§ Written exercise:
Reproduce every line of the material below without changing anything, and leave out the pictures.
╔══
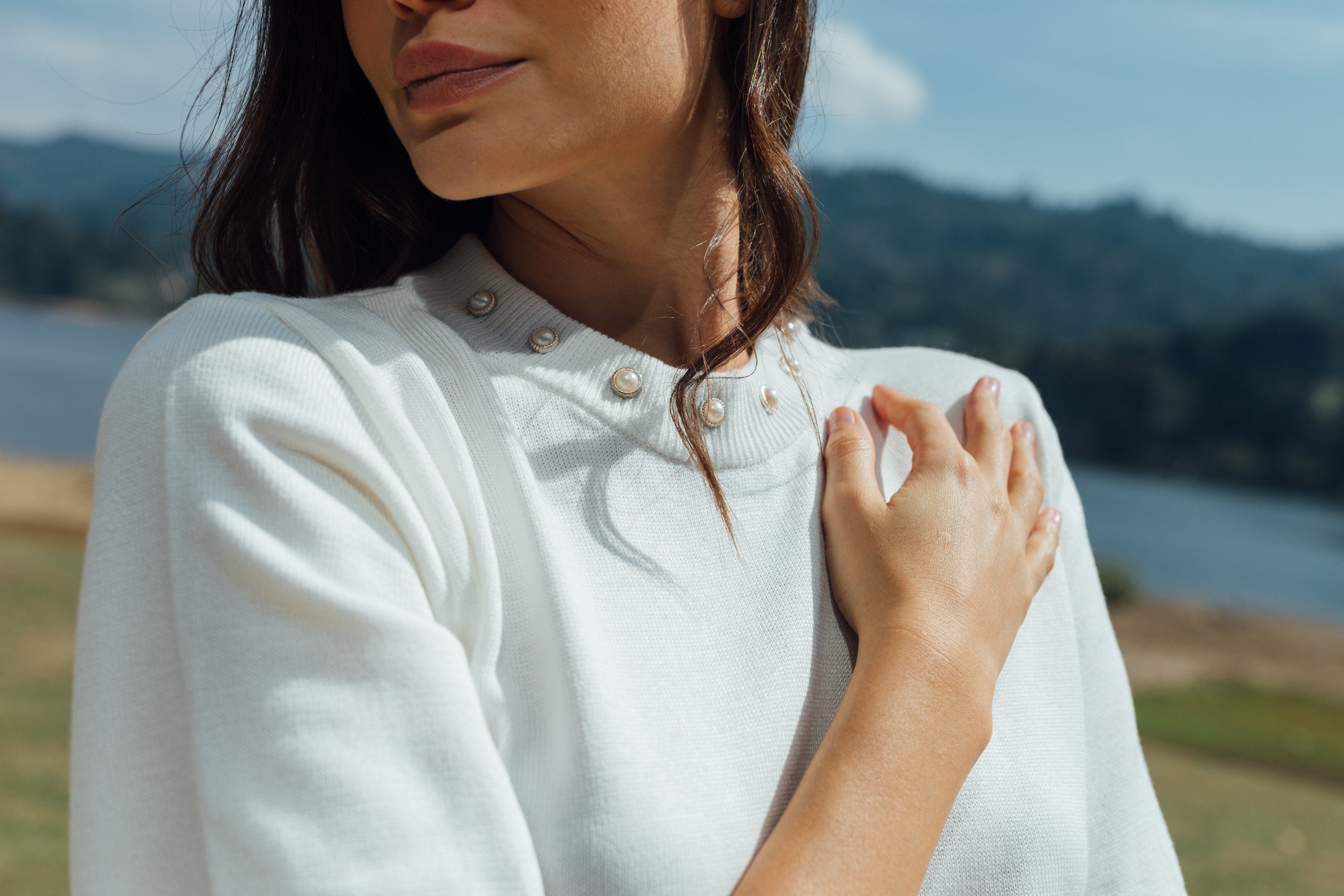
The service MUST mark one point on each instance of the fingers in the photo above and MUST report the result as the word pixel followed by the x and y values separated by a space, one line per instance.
pixel 1026 491
pixel 924 424
pixel 851 477
pixel 987 437
pixel 1041 546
╚══
§ Correct response:
The service MUST mark one point on each instance of the fingers in the photo above and MUST report the result as the word pixel followed by the x and y values separated by a space, one line per instance.
pixel 1026 491
pixel 924 424
pixel 851 477
pixel 987 437
pixel 1041 546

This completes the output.